_Provided passage_:
■ ■ ■ ■ ■

# Class 40: Introduction to Abstract Data Types and Data Structures

Back to Polymorphism. On to Scheme Lists.

Held: Monday, 12 April 2004

Summary: Today we begin our in-depth investigation of abstract data types and data structures by considering some of the general rules for data type design. We also start building a partial hierarchy of data types.

Related Pages:

Assignments:

• Read the section on lists in the data structures book distributed to you. Summarize the methods associate with the list ADT.

Notes:

• We're moving away from language details toward data structures and abstract data types.
• Are there questions on homework 6?

Overview:

• Organizing Data.
• Example: Arrays.
• Collections.

## Organizing Data

• As you saw from some of the algorithms we've written way that you organize your information can have a significant effect on the running time of your algorithms.
• For example, we can find the element in the middle of an array in O(1) time, but it takes O(n) time to find the element in the middle of a list.
• Hence, we often define data structures that help us organize information.
• As you might guess, there is a close relationship between data structures and algorithms.

■ ■ ■ ■ ■

_Data lines_:
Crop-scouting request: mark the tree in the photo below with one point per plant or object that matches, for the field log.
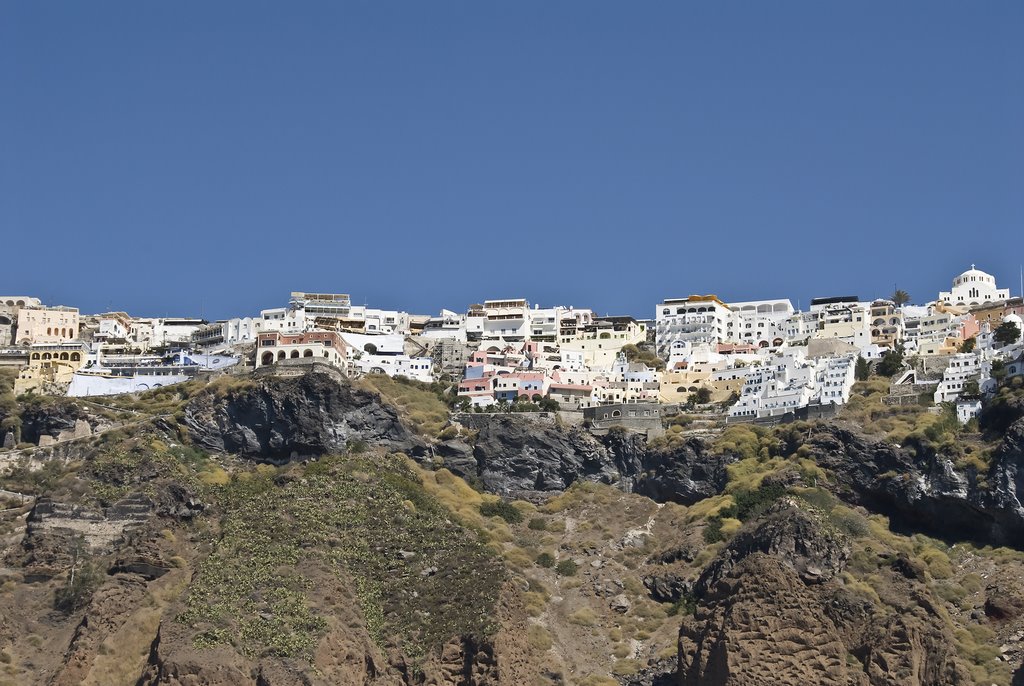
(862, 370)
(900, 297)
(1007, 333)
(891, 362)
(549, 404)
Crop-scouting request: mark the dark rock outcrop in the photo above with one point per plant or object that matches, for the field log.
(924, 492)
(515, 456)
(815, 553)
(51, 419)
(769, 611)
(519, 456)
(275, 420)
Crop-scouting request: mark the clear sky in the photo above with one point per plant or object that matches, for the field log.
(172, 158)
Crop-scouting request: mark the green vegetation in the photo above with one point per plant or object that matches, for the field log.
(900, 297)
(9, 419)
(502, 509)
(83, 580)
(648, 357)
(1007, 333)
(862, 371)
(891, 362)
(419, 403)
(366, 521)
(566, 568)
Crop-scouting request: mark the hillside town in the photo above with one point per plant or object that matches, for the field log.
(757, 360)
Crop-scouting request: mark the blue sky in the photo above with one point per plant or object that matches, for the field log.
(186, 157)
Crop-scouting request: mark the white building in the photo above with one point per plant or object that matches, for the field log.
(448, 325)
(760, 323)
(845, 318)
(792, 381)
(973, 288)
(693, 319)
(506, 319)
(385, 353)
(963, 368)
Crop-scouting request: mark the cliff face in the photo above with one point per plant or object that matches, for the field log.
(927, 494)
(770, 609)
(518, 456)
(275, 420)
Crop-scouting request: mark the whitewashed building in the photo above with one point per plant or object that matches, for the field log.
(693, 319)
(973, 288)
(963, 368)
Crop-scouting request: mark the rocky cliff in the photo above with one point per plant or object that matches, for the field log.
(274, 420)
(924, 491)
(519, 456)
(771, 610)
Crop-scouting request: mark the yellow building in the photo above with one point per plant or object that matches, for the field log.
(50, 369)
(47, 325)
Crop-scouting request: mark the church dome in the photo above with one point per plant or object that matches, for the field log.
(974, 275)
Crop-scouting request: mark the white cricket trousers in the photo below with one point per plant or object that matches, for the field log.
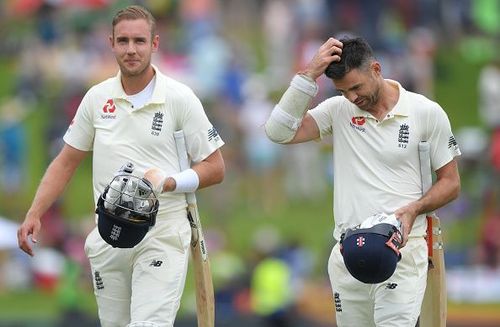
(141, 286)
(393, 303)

■ ■ ■ ■ ■

_Stated exercise 1_:
According to the lecture notes, how much time does it take to find the element in the middle of a list?
_Stated exercise 2_:
For each statement, say whether it agrees with the lecture notes, and quote the words that decide it.
(a) The class was held on Monday, 12 April 2004.
(b) Finding the element in the middle of an array takes O(n) time.
(c) The course is moving toward language details.

_Exercise response 1_:
O(n) time.

_Exercise response 2_:
(a) Yes: "Held: Monday, 12 April 2004"
(b) No: "we can find the element in the middle of an array in O(1) time"
(c) No: "We're moving away from language details toward data structures and abstract data types."